Problem to work on: Reproduce all the records below word for word, leaving out the pictures.

Entries:
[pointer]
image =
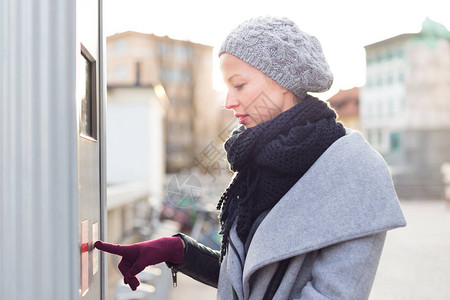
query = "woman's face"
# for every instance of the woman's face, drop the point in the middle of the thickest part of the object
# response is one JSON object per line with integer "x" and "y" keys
{"x": 253, "y": 96}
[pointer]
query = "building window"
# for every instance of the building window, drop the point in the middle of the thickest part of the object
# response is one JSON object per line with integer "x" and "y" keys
{"x": 120, "y": 46}
{"x": 390, "y": 79}
{"x": 379, "y": 137}
{"x": 395, "y": 141}
{"x": 400, "y": 53}
{"x": 379, "y": 81}
{"x": 401, "y": 76}
{"x": 121, "y": 72}
{"x": 369, "y": 136}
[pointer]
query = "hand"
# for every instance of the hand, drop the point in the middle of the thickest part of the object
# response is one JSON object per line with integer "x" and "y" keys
{"x": 136, "y": 257}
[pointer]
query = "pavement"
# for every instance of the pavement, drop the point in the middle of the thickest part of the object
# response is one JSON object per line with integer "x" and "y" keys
{"x": 415, "y": 263}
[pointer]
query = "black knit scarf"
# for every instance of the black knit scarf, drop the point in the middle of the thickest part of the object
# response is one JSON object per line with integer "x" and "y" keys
{"x": 270, "y": 158}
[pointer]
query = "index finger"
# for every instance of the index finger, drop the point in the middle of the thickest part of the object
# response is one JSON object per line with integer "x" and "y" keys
{"x": 111, "y": 248}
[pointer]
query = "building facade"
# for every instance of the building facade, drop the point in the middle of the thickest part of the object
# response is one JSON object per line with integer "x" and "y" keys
{"x": 185, "y": 71}
{"x": 405, "y": 107}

Solution:
[pointer]
image =
query = "woman's face"
# for every instance of the woman's face, drop the point in the middle of the thickest part of the object
# response is one JSON object per line with integer "x" and "y" keys
{"x": 253, "y": 96}
[pointer]
query = "building window"
# for every instance of the building window, drop the point in the middle of the thickest part of the object
# response is one JSON object per line with integer "x" and "y" keys
{"x": 120, "y": 46}
{"x": 390, "y": 79}
{"x": 379, "y": 137}
{"x": 395, "y": 141}
{"x": 400, "y": 53}
{"x": 379, "y": 81}
{"x": 401, "y": 76}
{"x": 121, "y": 72}
{"x": 369, "y": 136}
[pointer]
query = "hand"
# for every instance of the hand, drop the point in the middle of the thickest part of the object
# response is one JSON object per line with integer "x" and "y" keys
{"x": 136, "y": 257}
[pointer]
query = "pavement"
# for every instance of the pavement, drop the point in the middle of the thickest part of the object
# response is one JSON object per line with integer "x" and "y" keys
{"x": 415, "y": 263}
[pointer]
query = "black knit scarf"
# for every instance of the black knit scarf, drop the point in the middle of the thickest part of the object
# response is one JSON object per line with integer "x" and "y" keys
{"x": 270, "y": 158}
[pointer]
query = "index finger"
# for every instance of the index finger, drop the point in the middle of the thickest part of the object
# response is one JSON object per line with integer "x" and "y" keys
{"x": 111, "y": 248}
[pointer]
query = "building facade"
# for every instance of the building facade, drop the point in the middle of the thickest part of the object
# response is one JSON object per line with integer "x" and "y" keys
{"x": 185, "y": 71}
{"x": 405, "y": 107}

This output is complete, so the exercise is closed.